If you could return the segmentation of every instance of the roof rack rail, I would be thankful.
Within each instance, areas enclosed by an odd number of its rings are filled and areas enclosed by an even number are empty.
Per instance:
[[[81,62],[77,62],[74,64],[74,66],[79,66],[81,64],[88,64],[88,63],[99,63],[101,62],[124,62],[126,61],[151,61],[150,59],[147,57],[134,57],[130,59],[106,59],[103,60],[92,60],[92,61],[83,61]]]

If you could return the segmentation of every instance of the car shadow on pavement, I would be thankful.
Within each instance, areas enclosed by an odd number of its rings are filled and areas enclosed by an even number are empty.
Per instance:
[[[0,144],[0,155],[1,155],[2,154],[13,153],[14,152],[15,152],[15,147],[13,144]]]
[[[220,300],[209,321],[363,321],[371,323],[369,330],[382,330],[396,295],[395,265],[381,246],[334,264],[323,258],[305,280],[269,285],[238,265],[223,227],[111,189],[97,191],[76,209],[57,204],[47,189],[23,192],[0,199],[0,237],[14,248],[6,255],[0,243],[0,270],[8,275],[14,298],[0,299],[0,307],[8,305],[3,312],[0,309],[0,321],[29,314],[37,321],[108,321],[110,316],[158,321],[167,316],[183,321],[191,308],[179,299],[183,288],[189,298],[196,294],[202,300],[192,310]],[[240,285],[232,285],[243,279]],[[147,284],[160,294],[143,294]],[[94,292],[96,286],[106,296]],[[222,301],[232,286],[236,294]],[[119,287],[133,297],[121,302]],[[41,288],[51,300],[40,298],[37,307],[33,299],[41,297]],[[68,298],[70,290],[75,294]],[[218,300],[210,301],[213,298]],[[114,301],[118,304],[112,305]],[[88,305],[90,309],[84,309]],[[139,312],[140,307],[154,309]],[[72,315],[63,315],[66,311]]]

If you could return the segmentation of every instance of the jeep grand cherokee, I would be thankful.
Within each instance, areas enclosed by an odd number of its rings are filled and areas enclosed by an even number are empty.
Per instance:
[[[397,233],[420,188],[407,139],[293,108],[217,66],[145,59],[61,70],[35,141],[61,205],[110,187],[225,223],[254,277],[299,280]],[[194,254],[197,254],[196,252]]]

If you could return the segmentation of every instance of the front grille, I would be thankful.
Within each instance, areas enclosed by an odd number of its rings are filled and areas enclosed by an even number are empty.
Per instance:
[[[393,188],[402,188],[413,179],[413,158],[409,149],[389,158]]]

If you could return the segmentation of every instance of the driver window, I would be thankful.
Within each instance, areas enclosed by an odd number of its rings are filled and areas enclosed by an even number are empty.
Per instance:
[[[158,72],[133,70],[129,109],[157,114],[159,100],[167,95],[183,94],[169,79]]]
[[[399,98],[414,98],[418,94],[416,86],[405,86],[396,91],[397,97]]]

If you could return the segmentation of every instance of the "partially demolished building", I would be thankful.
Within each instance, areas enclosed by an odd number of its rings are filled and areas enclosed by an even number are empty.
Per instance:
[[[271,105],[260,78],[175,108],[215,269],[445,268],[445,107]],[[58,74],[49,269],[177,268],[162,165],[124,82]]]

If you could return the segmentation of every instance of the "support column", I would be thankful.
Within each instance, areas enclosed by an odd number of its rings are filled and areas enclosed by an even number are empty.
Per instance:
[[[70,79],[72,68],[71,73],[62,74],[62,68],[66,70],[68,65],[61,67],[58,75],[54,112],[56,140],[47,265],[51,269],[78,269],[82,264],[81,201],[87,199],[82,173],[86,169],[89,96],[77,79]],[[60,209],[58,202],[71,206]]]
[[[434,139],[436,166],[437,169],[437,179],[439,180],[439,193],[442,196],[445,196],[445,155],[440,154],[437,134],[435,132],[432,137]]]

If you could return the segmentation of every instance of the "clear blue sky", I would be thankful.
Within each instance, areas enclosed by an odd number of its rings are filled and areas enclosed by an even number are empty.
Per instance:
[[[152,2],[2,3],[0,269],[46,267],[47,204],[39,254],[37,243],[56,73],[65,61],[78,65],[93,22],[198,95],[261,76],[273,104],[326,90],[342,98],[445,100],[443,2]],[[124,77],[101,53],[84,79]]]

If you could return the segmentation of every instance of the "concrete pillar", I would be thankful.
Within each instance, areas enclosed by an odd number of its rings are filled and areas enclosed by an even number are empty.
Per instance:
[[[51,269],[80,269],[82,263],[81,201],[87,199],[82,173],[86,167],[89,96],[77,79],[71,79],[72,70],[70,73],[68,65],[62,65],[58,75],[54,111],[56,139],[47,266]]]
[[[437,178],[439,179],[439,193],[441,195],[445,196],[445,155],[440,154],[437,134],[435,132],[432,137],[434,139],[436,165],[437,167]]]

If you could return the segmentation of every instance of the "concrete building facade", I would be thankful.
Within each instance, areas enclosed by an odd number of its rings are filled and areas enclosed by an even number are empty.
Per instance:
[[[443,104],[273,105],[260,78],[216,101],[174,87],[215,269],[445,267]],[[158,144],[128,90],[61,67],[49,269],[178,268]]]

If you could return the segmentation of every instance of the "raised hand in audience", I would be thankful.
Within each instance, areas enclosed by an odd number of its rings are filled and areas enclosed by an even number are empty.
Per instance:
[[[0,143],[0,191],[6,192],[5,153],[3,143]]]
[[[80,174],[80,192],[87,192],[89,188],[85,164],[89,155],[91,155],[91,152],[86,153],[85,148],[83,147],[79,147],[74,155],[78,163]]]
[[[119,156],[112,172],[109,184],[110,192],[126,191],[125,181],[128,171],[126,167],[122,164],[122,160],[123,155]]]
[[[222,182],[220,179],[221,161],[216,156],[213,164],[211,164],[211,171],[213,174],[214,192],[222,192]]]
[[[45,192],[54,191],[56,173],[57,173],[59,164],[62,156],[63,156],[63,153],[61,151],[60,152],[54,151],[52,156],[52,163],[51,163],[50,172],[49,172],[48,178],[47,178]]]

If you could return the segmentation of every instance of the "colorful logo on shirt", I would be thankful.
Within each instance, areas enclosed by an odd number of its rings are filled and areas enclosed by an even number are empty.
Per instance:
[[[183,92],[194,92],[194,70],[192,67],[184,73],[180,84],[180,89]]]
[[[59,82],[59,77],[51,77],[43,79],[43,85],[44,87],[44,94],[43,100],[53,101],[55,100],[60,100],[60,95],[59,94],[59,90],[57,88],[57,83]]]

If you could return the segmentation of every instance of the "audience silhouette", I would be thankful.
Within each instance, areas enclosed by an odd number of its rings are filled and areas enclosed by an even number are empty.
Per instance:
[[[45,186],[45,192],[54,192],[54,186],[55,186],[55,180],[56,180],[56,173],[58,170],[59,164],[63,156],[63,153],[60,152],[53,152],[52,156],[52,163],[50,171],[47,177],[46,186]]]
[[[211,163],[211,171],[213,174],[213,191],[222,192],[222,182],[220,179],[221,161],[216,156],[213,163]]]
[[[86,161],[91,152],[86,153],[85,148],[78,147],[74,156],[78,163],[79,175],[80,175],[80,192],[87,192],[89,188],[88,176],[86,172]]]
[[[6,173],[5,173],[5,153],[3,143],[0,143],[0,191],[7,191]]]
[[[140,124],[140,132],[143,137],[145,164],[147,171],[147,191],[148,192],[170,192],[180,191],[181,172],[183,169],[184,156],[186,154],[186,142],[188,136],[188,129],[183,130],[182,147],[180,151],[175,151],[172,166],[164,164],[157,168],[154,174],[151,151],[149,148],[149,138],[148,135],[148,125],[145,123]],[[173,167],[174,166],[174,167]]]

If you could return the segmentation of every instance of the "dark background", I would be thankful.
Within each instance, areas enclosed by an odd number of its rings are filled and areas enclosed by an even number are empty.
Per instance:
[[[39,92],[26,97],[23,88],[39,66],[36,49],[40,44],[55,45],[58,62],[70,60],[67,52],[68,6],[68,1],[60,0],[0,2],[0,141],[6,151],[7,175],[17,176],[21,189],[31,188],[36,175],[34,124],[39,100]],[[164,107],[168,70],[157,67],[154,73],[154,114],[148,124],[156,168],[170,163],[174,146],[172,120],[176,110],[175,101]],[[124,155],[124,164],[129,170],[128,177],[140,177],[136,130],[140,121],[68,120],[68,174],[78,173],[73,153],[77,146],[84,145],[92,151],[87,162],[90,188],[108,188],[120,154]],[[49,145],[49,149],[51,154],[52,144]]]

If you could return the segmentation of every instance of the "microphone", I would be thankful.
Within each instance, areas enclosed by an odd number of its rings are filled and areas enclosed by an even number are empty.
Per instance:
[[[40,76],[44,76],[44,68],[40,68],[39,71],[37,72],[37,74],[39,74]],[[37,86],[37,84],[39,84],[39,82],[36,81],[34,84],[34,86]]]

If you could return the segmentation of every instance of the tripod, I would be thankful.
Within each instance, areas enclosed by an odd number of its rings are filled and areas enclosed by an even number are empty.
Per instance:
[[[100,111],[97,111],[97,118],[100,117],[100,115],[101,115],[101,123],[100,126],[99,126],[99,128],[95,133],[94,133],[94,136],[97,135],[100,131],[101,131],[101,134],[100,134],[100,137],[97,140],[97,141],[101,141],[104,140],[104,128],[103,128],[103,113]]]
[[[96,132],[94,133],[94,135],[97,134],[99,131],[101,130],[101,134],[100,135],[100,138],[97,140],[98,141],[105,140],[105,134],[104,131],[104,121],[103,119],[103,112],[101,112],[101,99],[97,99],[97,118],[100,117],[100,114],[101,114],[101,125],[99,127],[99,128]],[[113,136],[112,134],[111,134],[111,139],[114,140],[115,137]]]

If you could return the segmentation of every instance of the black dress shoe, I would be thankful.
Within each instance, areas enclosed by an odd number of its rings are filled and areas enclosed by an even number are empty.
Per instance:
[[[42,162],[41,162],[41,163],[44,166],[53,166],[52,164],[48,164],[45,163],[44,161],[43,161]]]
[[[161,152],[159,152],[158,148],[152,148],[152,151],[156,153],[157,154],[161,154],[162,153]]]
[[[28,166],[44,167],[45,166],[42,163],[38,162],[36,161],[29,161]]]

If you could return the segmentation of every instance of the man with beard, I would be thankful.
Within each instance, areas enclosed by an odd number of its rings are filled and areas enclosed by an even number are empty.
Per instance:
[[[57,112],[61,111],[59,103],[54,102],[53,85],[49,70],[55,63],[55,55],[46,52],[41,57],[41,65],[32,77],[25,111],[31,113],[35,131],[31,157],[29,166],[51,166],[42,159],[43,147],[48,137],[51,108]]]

---+---

**Challenge**
In the stretch from the first of the lines through the line that contains "[[[393,188],[402,188],[413,179],[413,158],[409,149],[389,158]]]", replace "roof rack rail" with "roof rail" and return those lines with nothing else altered.

**Answer to this exercise**
If you could return the segmentation of every instance of the roof rail, I would be thankful.
Within each instance, areas enclosed by an odd number of its rings are filled and areas enclosed by an even number are empty.
Per instance:
[[[81,62],[77,62],[74,64],[74,66],[79,66],[81,64],[88,64],[88,63],[99,63],[101,62],[124,62],[126,61],[151,61],[150,59],[147,57],[134,57],[130,59],[106,59],[103,60],[92,60],[92,61],[83,61]]]

If you could return the segmentation of every instance of the car shadow on pavement, I would be thankful.
Within each instance, areas enclosed by an odd number of its rings are filled and areas enclosed by an even number are empty.
Per instance:
[[[0,144],[0,155],[1,155],[2,154],[13,153],[14,152],[15,152],[15,147],[13,144]]]
[[[220,300],[209,321],[363,321],[371,323],[369,330],[382,330],[396,295],[395,265],[381,246],[334,264],[323,258],[305,280],[269,285],[238,265],[223,227],[111,189],[97,191],[76,209],[57,204],[47,189],[23,192],[0,199],[0,237],[14,248],[6,255],[0,243],[0,270],[8,275],[14,298],[0,299],[0,307],[8,305],[3,312],[0,309],[0,321],[29,314],[37,321],[108,321],[110,316],[158,321],[167,316],[183,321],[191,308],[179,299],[183,288],[189,298],[196,294],[202,300],[192,310]],[[240,285],[232,285],[243,279]],[[147,284],[160,294],[143,294]],[[94,292],[96,286],[106,296]],[[222,301],[232,286],[236,294]],[[119,287],[133,297],[121,302]],[[41,288],[51,300],[40,298],[37,307],[33,299],[41,297]],[[68,298],[70,290],[75,294]],[[218,300],[210,301],[213,298]],[[114,301],[118,304],[112,305]],[[88,305],[90,309],[84,309]],[[139,312],[140,307],[154,309]],[[72,315],[63,315],[66,311]]]

If you could return the segmentation of every instance of the jeep grand cherokee, I would be thankful.
Within each instance, areas enclosed by an odd number of its rings are filled and areas enclosed by an even number are empty.
Per instance:
[[[397,233],[420,188],[407,139],[293,108],[217,66],[145,59],[61,70],[35,141],[61,205],[110,187],[225,223],[254,277],[299,280]],[[194,254],[197,254],[196,252]]]

If you could return the segmentation of every instance of the front grille, I would be thankful.
Within each instance, areas enclosed by an odd number of its rings are filled and areas enclosed by an even number are empty.
Per instance:
[[[393,188],[402,188],[413,179],[413,158],[409,149],[389,158]]]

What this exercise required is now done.